» DIRECTIONS
Print exactly the lines from the one containing "[pin] shoreline path" through the last line of the records below, both included, and nothing else; omit any pictures.

+++ DATASET +++

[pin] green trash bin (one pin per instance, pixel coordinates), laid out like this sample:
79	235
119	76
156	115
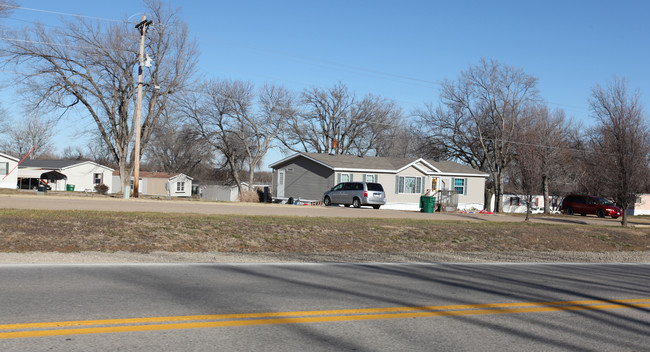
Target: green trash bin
427	204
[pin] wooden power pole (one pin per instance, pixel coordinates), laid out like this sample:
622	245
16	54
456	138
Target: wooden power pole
142	26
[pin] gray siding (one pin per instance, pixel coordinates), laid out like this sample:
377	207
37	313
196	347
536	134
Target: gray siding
304	179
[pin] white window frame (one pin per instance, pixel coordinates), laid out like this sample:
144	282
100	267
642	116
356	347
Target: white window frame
460	189
342	177
370	178
416	185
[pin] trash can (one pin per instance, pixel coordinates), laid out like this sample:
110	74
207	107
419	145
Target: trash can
427	204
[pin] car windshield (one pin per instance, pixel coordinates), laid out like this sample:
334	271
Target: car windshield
604	201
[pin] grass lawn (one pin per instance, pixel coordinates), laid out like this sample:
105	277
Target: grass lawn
76	231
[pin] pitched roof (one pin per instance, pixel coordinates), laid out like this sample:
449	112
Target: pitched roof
351	162
55	164
8	157
155	174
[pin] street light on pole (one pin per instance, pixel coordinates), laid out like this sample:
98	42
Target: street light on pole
142	26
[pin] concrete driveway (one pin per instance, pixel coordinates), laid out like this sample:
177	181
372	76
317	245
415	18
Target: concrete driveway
58	201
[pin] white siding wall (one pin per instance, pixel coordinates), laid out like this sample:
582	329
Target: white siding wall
6	165
186	189
82	176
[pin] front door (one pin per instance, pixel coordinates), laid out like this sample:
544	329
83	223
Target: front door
281	183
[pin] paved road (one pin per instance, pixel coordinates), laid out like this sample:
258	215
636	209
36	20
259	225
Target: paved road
54	201
322	307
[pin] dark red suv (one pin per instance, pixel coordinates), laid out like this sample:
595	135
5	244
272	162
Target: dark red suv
583	205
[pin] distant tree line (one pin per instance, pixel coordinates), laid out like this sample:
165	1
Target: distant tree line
491	117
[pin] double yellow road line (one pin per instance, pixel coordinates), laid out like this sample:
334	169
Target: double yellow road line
81	327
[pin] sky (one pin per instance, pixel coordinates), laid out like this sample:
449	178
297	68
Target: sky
399	50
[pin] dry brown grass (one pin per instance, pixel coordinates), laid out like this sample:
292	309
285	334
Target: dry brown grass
75	231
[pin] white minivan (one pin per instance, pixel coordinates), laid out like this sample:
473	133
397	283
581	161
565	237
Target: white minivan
356	194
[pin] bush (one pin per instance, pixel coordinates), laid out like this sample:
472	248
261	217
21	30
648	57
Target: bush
101	188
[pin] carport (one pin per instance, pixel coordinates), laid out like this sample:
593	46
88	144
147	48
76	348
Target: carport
31	178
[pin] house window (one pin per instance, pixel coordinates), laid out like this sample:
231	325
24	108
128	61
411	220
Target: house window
345	178
459	185
369	178
409	184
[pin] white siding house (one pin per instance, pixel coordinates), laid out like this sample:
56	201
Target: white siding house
84	175
158	184
8	171
305	176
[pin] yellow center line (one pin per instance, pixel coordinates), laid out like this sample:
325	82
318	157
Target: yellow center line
251	319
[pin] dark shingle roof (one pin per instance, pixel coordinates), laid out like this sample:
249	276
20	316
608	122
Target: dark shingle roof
385	163
51	164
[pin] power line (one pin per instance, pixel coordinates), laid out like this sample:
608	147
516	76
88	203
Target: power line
61	13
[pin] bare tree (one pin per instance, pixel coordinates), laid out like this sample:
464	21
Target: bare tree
527	168
480	122
31	131
619	145
334	121
175	147
547	134
93	65
241	129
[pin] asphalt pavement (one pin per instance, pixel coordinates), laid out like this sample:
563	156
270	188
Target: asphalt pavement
325	307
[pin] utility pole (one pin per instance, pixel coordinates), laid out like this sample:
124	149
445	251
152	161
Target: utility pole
142	26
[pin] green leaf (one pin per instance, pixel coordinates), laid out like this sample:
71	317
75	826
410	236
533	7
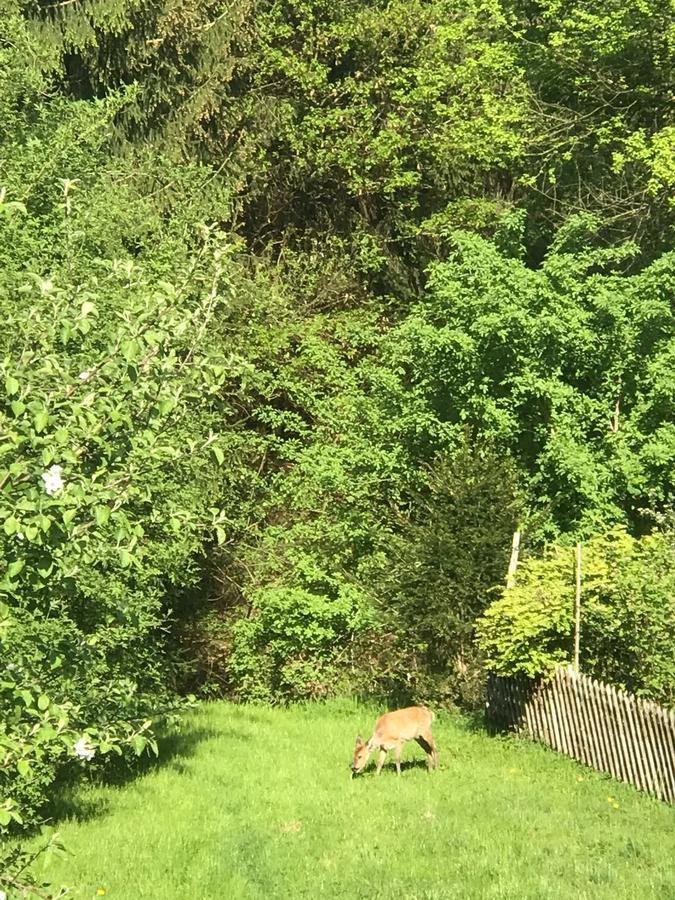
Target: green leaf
41	420
69	515
139	743
102	514
11	385
11	525
15	567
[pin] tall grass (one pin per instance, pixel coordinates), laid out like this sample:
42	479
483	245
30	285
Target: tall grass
252	802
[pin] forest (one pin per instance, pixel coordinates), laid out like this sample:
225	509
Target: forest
306	307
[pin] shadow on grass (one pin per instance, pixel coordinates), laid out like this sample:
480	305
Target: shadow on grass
390	768
72	800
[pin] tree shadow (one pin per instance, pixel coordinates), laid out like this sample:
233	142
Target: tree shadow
72	801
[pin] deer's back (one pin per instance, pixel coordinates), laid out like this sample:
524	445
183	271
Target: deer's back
402	725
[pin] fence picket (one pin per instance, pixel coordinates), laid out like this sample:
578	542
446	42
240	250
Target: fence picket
600	725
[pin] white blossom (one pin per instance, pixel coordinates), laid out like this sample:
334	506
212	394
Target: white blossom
52	479
84	750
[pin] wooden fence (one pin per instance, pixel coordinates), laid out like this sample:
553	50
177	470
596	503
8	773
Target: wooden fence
608	729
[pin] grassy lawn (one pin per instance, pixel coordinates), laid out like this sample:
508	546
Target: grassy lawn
251	802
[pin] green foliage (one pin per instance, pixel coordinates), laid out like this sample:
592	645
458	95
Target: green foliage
550	366
627	614
17	870
443	564
290	645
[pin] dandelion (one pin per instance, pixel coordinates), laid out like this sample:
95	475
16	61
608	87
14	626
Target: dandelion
52	479
84	750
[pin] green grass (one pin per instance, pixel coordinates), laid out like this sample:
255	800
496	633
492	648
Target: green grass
251	802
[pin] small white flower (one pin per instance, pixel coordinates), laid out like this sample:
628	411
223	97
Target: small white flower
52	479
84	750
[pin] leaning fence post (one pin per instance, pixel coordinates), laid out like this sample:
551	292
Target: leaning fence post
513	562
577	609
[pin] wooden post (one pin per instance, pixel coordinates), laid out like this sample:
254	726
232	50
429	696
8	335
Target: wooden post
577	610
513	562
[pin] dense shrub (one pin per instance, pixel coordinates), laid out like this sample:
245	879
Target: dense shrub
627	614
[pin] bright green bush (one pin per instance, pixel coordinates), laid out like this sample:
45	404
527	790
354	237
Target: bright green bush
627	614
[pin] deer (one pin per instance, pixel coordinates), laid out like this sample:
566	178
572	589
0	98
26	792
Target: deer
391	731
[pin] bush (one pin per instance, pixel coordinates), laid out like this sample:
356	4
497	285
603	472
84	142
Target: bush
444	562
627	614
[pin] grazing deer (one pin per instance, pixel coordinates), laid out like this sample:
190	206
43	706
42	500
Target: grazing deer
392	730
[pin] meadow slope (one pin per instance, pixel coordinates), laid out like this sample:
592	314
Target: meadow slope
250	802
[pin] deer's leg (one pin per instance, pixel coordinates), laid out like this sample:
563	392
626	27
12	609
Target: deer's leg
380	760
426	742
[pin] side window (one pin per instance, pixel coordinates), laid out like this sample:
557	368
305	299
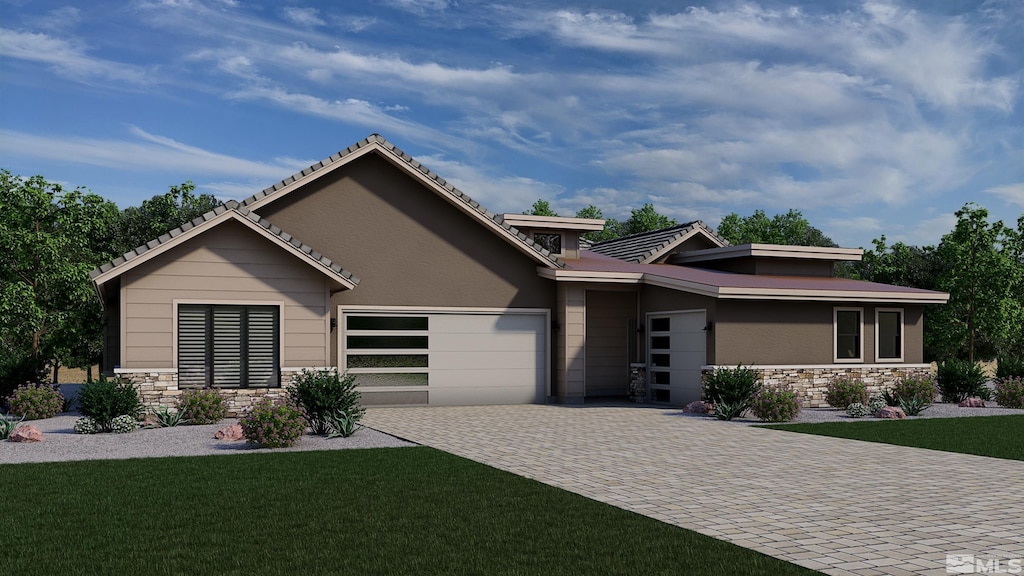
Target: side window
848	334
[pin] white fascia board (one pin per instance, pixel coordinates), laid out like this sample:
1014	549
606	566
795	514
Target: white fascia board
562	275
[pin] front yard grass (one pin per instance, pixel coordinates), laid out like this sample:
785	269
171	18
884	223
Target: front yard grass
409	510
998	437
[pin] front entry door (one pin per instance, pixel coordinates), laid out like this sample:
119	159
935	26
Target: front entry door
676	351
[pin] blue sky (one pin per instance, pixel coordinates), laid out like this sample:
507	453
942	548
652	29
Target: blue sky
869	117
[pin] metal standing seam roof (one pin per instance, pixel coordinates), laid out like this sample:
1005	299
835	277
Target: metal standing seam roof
231	205
639	247
377	139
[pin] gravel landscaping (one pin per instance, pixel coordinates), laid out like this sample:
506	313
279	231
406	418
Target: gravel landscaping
61	444
810	415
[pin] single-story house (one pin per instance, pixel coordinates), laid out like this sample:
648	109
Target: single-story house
370	262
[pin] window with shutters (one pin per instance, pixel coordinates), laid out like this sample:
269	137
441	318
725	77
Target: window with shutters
228	345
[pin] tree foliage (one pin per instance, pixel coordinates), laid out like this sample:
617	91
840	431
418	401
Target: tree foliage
983	272
156	216
49	241
791	229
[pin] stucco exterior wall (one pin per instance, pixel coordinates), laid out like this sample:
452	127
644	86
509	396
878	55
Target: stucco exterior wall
228	263
771	332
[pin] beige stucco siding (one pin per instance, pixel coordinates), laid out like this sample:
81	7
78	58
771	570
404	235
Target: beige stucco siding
228	263
408	245
798	333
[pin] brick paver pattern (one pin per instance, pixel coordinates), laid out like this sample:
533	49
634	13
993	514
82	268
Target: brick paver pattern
840	506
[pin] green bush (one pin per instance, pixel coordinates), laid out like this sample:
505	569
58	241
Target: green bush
202	406
323	394
844	391
776	403
1010	367
877	403
1010	392
923	387
961	379
35	402
856	410
273	424
102	400
123	424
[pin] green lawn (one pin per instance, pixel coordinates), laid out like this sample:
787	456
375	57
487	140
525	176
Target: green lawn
998	437
410	510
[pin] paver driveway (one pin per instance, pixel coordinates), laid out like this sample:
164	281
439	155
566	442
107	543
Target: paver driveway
837	505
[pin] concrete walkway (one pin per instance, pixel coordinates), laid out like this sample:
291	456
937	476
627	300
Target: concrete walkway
836	505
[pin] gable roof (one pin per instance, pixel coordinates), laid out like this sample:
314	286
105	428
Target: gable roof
647	247
229	211
726	285
377	144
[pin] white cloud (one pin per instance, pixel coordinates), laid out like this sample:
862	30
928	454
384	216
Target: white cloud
146	153
68	58
303	16
1011	194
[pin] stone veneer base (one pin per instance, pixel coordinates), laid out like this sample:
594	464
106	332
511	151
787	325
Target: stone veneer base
810	382
160	388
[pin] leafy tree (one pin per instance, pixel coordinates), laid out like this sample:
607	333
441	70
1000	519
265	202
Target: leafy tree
791	229
610	224
541	208
160	214
49	241
983	274
899	264
645	218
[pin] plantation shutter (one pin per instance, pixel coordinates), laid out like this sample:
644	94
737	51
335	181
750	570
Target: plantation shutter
262	342
193	345
227	345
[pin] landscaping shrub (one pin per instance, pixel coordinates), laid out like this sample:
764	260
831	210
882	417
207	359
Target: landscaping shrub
960	379
1010	367
731	391
843	392
123	424
7	425
877	403
35	402
915	386
1010	392
164	418
857	410
273	424
776	403
102	400
85	424
202	406
323	395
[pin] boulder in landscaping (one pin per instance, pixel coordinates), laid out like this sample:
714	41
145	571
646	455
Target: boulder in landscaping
891	412
697	407
26	433
229	434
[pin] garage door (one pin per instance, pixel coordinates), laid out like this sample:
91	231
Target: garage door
464	357
676	350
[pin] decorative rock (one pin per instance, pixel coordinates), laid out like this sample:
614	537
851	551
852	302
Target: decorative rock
892	412
26	433
697	407
229	434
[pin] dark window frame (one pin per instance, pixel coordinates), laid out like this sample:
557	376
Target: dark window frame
245	362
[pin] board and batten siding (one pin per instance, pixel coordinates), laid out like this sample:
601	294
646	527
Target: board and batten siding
227	264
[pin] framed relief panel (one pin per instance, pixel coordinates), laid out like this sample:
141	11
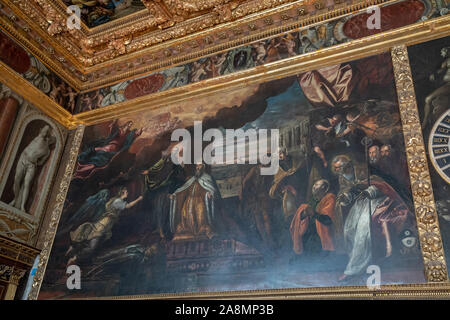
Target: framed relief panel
294	183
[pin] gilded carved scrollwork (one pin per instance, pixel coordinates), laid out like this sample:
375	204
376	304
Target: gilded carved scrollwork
56	212
427	219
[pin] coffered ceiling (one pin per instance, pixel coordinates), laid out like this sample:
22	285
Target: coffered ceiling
140	38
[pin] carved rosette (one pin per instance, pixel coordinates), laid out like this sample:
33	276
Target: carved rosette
56	213
427	219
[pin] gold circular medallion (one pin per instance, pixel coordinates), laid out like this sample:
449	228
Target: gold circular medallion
439	146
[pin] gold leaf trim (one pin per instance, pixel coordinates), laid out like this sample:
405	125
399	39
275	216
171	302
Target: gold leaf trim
56	212
427	219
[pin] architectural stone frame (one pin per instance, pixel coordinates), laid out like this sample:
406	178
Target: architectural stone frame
28	114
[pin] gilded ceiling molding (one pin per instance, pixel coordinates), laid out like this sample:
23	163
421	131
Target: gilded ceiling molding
409	35
427	219
91	58
77	137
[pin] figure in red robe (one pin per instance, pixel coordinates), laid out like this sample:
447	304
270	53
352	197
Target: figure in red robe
99	154
312	226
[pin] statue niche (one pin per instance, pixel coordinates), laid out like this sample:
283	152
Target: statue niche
30	167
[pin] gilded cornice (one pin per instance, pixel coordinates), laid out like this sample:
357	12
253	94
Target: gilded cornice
171	32
409	35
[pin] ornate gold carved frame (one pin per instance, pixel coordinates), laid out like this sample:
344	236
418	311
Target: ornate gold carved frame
395	41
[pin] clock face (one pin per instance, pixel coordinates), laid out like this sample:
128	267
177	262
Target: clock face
439	146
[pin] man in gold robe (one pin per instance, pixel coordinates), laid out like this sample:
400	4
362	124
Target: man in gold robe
192	207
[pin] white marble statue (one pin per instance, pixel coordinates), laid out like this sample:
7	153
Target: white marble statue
33	156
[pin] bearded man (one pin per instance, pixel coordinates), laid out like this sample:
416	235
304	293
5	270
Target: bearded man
193	207
375	214
312	226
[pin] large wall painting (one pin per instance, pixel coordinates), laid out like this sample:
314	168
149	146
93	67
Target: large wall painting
430	65
137	223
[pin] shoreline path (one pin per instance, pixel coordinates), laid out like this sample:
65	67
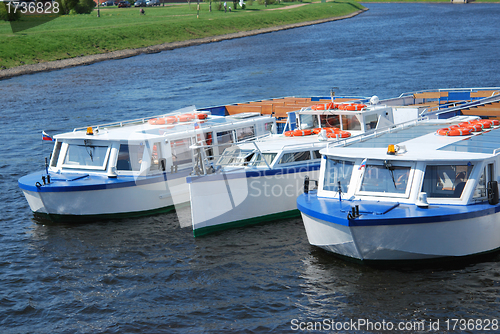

+++

» WRITTEN REPLY
[pin] shoreline path (one pin per instance, pixel coordinates), laid out like this sample:
65	67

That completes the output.